▶ Problem to solve: Copy out the lines from the one containing "Each instance of the metal drawer" through the end of the data, substituting "point" for "marker" and changing nothing else.
--- START Materials provided ---
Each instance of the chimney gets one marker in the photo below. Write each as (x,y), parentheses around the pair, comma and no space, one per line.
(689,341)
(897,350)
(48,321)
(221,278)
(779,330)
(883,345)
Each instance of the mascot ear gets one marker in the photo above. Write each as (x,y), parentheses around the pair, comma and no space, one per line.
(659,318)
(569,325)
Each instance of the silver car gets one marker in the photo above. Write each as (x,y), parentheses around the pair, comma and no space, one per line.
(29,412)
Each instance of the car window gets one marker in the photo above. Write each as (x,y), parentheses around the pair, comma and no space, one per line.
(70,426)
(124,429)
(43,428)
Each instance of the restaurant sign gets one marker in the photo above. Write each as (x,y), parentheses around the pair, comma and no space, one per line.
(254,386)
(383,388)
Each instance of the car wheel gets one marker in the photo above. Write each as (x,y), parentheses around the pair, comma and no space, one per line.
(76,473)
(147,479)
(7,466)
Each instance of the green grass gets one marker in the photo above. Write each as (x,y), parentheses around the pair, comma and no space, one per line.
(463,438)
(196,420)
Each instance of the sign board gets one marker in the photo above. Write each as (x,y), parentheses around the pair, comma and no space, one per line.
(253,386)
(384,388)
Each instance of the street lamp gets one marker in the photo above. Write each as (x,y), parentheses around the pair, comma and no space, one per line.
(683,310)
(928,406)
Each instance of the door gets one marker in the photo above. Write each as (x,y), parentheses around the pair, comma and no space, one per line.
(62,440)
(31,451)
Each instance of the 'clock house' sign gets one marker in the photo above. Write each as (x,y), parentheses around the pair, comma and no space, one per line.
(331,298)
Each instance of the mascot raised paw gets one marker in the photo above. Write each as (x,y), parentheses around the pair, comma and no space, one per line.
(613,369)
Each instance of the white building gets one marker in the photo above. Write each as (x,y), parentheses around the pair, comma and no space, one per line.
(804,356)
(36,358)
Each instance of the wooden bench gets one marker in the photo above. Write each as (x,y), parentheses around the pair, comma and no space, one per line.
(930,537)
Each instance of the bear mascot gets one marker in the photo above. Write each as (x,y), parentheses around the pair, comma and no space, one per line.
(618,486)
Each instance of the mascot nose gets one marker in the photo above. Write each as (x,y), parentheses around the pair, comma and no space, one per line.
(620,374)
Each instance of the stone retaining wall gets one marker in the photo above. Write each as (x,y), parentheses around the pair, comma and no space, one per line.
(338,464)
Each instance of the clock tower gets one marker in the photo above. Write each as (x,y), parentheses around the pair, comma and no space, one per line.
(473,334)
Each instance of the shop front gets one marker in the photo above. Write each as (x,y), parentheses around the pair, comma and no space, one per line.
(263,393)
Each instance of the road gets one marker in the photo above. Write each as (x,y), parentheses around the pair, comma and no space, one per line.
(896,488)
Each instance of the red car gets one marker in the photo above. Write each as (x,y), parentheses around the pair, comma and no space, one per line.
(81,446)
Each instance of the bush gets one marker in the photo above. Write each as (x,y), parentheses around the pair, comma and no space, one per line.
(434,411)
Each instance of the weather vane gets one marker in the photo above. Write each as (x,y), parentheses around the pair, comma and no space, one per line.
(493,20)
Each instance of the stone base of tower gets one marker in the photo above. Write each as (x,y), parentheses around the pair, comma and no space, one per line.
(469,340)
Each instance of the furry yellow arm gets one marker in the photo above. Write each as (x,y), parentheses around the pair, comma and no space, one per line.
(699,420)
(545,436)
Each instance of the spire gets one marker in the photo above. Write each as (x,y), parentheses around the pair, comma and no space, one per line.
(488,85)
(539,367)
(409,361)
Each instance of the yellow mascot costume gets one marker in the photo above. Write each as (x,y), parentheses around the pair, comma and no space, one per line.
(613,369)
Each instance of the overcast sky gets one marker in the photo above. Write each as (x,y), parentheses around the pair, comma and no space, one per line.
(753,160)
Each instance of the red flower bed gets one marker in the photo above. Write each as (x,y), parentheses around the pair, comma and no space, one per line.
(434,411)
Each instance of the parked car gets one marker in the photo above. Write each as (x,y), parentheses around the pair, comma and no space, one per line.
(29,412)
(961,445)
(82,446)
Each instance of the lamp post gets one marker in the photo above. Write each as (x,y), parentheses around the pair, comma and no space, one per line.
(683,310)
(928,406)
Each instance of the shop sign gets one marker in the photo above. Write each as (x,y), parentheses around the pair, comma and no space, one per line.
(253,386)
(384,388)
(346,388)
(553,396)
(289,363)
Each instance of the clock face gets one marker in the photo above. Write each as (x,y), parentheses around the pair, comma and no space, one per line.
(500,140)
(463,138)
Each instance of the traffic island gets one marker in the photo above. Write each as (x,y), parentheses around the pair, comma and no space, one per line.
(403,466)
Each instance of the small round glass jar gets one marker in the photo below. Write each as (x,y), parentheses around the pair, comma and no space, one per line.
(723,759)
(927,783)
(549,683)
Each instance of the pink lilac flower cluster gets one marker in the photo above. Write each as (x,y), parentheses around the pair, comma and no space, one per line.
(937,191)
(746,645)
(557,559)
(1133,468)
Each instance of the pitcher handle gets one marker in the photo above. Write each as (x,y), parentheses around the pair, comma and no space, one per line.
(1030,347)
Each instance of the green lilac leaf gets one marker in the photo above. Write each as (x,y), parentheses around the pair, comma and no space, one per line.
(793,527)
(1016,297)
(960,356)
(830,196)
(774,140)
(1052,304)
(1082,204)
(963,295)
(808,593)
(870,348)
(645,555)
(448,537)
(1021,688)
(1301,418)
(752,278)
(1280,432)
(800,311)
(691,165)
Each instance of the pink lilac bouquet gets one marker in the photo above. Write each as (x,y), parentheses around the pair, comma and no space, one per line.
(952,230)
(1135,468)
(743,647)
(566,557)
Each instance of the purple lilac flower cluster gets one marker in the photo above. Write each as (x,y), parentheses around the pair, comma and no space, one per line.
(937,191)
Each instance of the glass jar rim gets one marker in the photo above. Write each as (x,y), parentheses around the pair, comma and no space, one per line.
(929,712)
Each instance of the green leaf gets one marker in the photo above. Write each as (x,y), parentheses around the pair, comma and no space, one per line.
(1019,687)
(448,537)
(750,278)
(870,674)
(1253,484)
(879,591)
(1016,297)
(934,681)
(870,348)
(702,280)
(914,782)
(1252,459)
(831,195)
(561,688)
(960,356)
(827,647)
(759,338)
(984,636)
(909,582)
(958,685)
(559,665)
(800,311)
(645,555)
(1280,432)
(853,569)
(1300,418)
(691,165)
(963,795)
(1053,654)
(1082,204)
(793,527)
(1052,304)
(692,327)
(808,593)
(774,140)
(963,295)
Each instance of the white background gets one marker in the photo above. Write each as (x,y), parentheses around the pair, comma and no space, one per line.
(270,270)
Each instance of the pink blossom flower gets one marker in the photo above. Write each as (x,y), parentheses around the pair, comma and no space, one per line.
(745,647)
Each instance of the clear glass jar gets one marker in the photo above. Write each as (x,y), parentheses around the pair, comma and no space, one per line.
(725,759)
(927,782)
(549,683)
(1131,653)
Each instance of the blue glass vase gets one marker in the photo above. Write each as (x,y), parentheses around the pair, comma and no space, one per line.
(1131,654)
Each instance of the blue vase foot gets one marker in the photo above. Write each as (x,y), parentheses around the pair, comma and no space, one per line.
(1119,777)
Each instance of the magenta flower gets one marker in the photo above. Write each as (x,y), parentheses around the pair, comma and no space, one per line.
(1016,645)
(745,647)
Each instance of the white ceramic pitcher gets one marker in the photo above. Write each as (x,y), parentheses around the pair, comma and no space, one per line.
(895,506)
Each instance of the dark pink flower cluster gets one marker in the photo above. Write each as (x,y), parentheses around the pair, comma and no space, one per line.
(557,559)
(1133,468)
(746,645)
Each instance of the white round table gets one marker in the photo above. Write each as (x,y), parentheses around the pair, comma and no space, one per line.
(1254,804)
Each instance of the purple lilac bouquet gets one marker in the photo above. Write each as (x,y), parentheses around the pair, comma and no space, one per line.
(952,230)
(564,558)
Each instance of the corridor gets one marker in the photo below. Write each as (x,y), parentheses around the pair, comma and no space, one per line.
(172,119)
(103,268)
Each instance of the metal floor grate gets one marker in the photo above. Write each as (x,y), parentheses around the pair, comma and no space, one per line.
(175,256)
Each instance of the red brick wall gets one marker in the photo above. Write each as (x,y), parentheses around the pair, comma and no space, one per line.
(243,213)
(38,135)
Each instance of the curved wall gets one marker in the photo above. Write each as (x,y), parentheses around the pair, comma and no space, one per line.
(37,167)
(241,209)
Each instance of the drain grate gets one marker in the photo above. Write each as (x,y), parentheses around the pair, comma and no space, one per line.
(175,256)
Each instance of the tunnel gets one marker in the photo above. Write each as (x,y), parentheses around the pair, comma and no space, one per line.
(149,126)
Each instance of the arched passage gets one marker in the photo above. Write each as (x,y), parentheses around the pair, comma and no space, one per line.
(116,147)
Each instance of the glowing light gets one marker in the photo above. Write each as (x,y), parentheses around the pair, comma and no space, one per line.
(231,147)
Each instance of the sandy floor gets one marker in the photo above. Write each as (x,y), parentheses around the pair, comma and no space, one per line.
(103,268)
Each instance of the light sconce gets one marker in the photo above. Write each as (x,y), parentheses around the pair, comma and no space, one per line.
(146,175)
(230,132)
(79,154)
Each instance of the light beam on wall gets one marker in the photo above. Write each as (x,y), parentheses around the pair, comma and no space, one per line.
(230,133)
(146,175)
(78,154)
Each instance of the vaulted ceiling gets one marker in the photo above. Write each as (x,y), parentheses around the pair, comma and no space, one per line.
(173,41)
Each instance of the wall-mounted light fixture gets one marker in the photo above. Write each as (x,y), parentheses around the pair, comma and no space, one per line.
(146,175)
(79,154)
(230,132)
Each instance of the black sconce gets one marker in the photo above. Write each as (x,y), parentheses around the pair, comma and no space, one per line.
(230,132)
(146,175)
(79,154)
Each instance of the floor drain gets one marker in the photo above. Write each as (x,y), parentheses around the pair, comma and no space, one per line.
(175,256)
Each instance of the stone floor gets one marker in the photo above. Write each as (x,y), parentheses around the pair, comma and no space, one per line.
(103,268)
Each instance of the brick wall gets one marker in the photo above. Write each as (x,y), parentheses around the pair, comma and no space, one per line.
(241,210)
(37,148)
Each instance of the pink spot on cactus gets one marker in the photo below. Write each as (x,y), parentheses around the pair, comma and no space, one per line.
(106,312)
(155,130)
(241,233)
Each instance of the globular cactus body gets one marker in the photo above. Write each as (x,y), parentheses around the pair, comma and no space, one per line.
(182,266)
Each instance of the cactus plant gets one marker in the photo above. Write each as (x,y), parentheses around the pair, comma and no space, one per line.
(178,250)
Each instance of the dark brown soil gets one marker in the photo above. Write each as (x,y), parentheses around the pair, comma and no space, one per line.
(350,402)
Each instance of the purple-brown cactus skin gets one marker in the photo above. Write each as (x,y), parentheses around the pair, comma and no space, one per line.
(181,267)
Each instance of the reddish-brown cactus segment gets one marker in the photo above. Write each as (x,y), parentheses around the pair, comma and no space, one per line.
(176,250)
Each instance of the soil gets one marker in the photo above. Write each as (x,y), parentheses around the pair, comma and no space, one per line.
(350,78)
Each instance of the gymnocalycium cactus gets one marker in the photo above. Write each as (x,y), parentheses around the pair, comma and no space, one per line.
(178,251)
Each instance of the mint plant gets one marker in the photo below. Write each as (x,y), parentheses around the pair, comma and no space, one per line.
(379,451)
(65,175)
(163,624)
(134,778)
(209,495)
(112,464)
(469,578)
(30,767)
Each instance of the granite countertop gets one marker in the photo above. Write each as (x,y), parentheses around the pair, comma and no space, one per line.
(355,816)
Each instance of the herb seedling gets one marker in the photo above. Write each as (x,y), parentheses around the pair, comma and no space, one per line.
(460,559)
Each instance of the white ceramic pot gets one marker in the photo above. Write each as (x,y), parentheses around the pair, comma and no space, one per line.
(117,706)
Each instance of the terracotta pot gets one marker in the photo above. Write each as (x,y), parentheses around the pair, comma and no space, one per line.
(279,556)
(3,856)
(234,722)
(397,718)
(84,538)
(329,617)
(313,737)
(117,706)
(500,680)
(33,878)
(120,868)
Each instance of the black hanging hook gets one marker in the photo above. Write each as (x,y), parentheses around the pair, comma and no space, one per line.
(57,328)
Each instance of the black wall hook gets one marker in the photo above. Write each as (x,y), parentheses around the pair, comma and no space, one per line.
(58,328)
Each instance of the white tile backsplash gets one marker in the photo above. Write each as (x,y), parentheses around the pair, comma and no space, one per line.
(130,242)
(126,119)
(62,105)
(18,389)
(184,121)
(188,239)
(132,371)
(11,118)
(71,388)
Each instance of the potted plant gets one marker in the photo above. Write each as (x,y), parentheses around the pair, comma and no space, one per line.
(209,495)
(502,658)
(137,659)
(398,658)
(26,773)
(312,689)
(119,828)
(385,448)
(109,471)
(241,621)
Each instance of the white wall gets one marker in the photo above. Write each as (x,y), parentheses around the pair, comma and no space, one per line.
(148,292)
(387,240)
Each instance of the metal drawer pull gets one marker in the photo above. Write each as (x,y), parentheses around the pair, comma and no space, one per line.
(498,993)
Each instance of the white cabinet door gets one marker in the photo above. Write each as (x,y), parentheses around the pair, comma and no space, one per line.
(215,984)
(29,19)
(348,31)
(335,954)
--- END Materials provided ---
▶ Finished answer:
Each instance of the metal drawer pull gets one point in the photo above. Write each as (x,y), parentheses around the pair, comma and no space, one per line.
(498,993)
Each instance of the white cabinet door gets one point in the photo above. Write each as (x,y), parentheses around the pair, comma and no space, one per line.
(215,984)
(29,19)
(348,31)
(335,954)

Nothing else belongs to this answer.